● **THE REQUEST**: Lay out the records below as a Markdown table with the columns Row and Line, giving each non-blank line its own numbered row. Leave the pictures out.

Dataset entries:
>> start
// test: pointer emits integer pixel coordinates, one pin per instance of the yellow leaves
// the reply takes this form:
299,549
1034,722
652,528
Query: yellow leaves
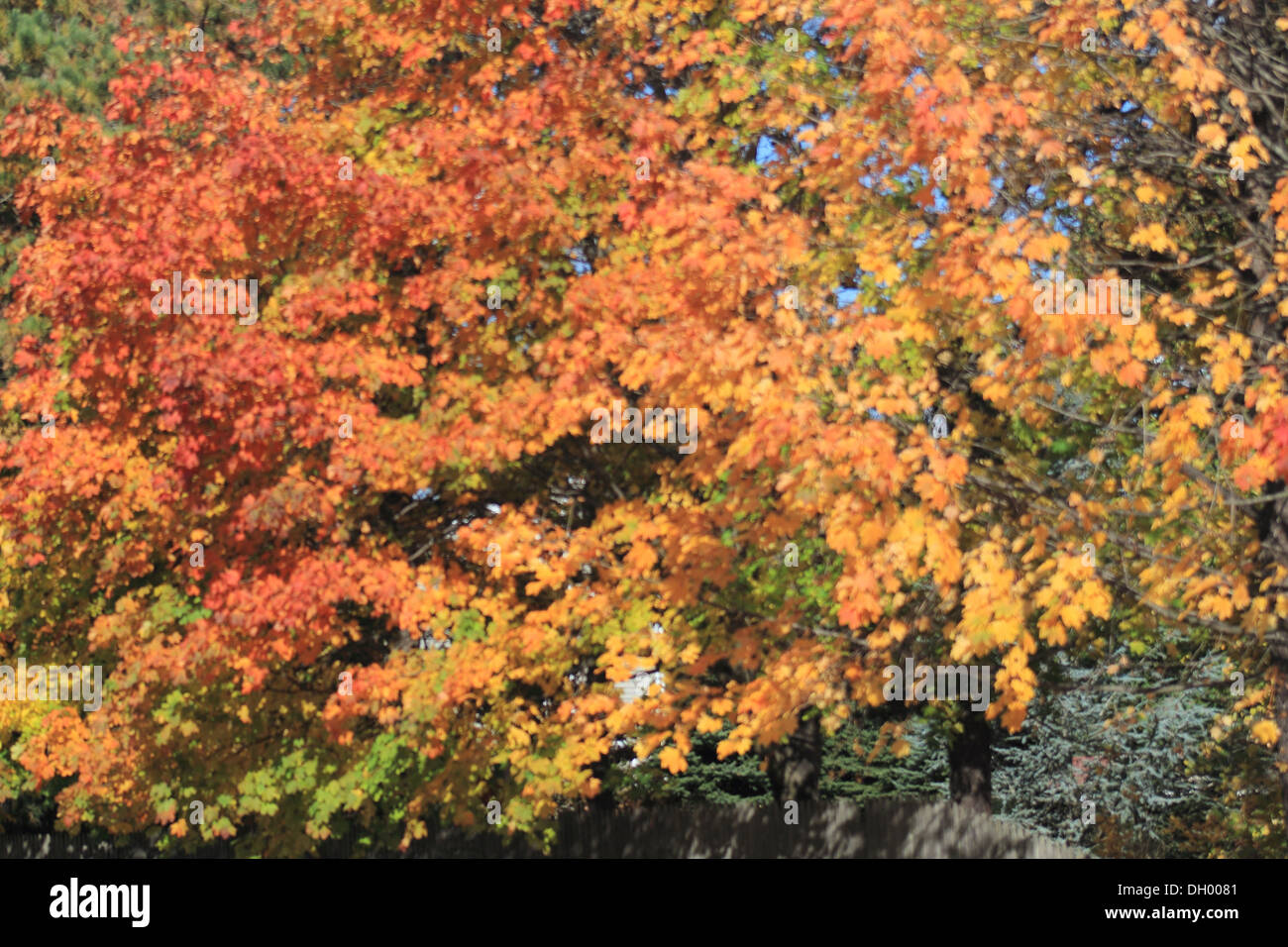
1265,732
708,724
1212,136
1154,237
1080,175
>> end
● **RESPONSE FOR THIS EXERCISE**:
| Row | Line |
|---|---|
| 1 | // test: pointer emits integer pixel coordinates, one pin per instance of the yellow leaves |
| 2 | // the reply takes this form: |
| 3 | 299,549 |
| 4 | 1034,722 |
| 5 | 652,528 |
| 6 | Query: yellow leaves |
| 7 | 1265,732 |
| 8 | 708,724 |
| 9 | 1212,136 |
| 10 | 1154,237 |
| 11 | 1080,175 |